● Your goal: Exactly the lines from the one containing "the red brick wall" through the final line of the listing are to be retyped, and nothing more.
━━ Data section ━━
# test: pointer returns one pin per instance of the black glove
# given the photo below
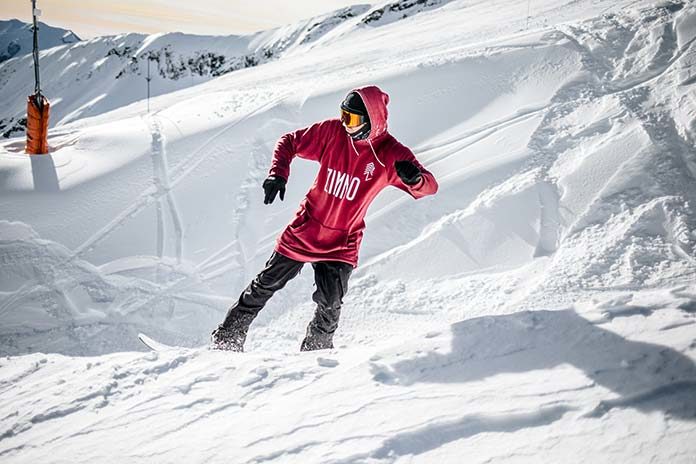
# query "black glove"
(271, 187)
(408, 172)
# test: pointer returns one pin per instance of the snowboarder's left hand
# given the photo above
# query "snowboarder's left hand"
(271, 187)
(408, 172)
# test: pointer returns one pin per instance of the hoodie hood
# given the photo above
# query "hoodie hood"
(376, 103)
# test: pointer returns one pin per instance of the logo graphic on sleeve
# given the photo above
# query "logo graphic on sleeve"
(369, 170)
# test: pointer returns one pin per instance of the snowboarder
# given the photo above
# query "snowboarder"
(358, 158)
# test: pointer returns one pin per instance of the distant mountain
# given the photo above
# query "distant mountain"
(16, 38)
(101, 74)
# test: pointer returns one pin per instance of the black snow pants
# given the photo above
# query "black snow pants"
(331, 279)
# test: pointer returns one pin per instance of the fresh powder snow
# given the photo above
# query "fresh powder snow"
(541, 307)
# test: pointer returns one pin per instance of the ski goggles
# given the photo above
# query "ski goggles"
(352, 119)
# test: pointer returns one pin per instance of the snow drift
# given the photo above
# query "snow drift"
(541, 301)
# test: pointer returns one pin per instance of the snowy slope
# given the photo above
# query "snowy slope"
(17, 38)
(541, 301)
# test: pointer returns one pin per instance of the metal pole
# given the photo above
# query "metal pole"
(148, 79)
(37, 88)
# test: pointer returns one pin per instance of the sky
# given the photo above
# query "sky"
(91, 18)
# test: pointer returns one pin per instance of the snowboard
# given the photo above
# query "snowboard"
(154, 345)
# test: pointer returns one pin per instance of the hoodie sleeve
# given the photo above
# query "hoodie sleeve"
(426, 186)
(308, 143)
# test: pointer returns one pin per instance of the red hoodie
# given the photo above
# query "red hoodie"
(329, 223)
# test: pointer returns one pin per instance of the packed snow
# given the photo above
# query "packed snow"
(541, 307)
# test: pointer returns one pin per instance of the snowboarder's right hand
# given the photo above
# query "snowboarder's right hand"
(271, 187)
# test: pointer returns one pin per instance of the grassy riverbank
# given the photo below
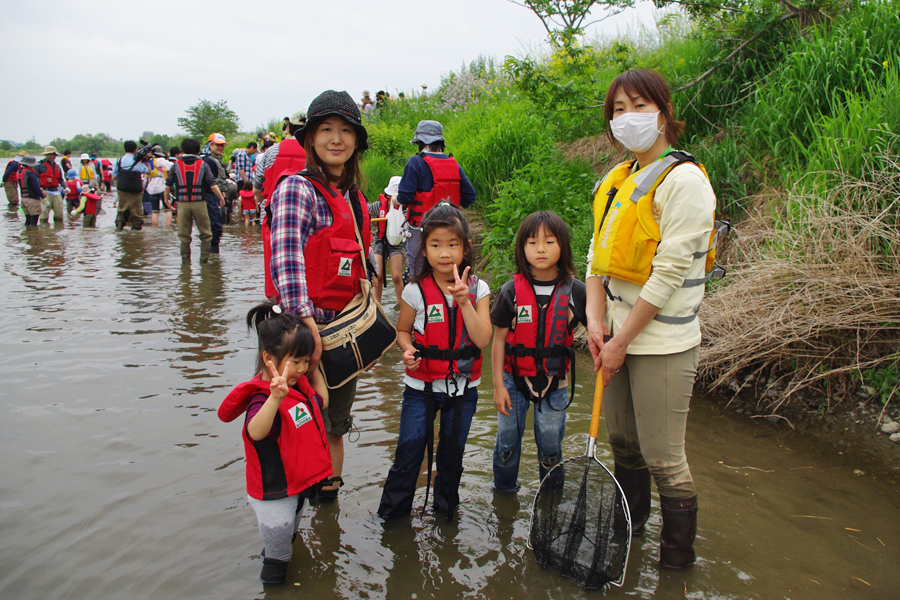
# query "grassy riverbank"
(800, 135)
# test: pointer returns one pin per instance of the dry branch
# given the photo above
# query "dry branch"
(813, 295)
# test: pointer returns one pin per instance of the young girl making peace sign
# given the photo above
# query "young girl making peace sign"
(444, 323)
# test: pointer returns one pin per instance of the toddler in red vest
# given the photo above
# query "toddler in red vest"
(284, 435)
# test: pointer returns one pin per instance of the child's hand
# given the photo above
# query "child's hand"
(502, 402)
(278, 387)
(410, 360)
(460, 288)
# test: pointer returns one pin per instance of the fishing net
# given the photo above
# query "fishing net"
(582, 528)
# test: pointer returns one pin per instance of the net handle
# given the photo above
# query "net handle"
(598, 404)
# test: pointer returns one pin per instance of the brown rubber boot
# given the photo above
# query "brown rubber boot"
(676, 540)
(636, 487)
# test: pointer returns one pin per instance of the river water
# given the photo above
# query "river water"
(119, 481)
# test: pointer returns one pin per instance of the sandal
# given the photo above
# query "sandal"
(330, 494)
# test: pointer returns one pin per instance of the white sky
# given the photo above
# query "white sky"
(119, 67)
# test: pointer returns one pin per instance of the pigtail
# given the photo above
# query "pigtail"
(280, 333)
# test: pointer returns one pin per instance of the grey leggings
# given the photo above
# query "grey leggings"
(645, 407)
(278, 521)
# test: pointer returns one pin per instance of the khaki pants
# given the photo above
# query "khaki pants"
(12, 192)
(188, 214)
(130, 209)
(54, 203)
(645, 407)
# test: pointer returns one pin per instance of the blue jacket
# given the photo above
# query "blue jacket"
(417, 177)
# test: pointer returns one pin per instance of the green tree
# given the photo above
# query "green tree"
(564, 20)
(207, 117)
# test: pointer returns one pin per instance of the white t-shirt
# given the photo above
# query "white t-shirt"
(412, 295)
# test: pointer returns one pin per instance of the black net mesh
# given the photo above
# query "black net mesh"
(581, 526)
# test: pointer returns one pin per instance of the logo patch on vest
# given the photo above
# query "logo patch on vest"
(435, 313)
(344, 267)
(523, 314)
(301, 415)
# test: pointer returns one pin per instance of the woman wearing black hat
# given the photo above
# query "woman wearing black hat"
(318, 218)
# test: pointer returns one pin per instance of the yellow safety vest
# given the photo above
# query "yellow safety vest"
(626, 234)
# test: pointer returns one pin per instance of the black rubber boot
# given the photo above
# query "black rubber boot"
(676, 540)
(636, 487)
(273, 571)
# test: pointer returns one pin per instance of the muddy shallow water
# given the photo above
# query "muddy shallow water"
(118, 480)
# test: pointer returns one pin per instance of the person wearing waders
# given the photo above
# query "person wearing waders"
(192, 182)
(32, 194)
(216, 206)
(430, 176)
(11, 180)
(129, 189)
(661, 202)
(53, 182)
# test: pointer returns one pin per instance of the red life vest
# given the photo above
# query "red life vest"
(90, 204)
(540, 339)
(445, 172)
(51, 174)
(298, 458)
(445, 346)
(290, 160)
(332, 255)
(383, 208)
(188, 187)
(72, 193)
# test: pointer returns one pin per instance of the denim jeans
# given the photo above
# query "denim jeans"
(400, 486)
(549, 428)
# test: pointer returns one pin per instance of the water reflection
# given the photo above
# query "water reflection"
(120, 482)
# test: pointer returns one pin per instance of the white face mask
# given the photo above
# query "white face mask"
(636, 131)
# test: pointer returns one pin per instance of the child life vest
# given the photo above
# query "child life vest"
(89, 201)
(540, 340)
(51, 174)
(299, 458)
(290, 160)
(188, 185)
(445, 172)
(384, 205)
(12, 172)
(333, 256)
(72, 191)
(86, 173)
(627, 235)
(444, 346)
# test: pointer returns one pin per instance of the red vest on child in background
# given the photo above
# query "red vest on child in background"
(303, 458)
(540, 338)
(445, 172)
(445, 346)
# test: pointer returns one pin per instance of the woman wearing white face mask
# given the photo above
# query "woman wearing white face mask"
(653, 218)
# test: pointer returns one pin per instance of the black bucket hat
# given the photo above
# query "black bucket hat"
(341, 104)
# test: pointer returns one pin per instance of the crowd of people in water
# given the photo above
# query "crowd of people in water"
(653, 232)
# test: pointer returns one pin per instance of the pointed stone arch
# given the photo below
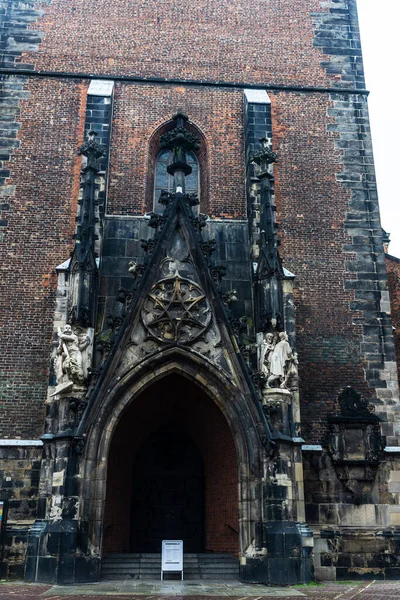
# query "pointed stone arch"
(202, 157)
(236, 409)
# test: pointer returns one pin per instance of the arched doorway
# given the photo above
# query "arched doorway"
(168, 492)
(172, 418)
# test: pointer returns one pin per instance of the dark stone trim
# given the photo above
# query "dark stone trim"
(186, 82)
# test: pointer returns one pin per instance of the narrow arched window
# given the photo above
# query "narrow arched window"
(164, 181)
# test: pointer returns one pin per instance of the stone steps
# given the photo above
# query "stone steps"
(148, 566)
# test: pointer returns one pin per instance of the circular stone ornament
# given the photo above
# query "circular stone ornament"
(176, 310)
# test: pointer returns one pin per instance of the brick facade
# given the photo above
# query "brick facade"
(202, 59)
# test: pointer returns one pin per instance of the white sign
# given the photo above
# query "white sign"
(172, 556)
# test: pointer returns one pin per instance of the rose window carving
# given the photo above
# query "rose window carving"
(176, 310)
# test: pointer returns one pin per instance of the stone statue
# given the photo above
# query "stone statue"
(282, 363)
(267, 348)
(69, 363)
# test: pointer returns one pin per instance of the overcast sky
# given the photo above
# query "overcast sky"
(379, 26)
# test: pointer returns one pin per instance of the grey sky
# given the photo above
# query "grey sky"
(379, 26)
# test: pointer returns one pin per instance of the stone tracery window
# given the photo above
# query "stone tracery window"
(164, 181)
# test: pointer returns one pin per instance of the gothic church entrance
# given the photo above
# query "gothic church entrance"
(172, 473)
(168, 493)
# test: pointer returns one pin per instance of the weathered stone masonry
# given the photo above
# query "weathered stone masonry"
(336, 307)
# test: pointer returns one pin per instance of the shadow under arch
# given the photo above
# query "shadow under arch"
(201, 154)
(234, 406)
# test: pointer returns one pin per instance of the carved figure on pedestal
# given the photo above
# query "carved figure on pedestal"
(69, 363)
(267, 348)
(282, 363)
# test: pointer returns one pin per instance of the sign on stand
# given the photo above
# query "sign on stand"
(172, 557)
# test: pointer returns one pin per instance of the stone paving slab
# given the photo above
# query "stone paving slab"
(172, 588)
(350, 590)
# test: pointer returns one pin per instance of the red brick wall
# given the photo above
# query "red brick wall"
(311, 209)
(174, 401)
(139, 110)
(45, 171)
(393, 271)
(237, 40)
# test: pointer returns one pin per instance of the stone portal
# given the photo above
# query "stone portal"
(172, 474)
(168, 493)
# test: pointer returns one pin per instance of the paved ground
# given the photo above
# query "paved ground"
(371, 590)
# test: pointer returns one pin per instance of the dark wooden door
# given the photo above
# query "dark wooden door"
━━━
● Solution for this task:
# test: pointer returns one pin per instance of the red brick wall
# given the photo above
# query "red brick wall"
(311, 209)
(174, 401)
(139, 110)
(45, 171)
(393, 271)
(237, 40)
# test: pointer returns one pin per instance of the stone portal
# given the photo above
# query "stone portal"
(172, 474)
(168, 493)
# test: pointer returns one pin per instance of the paved ground
# given the photo above
# query "paved ground"
(371, 590)
# test: pointer returns one pin per instance of the dark wooden door
# given the photo above
# query "dark wooden door"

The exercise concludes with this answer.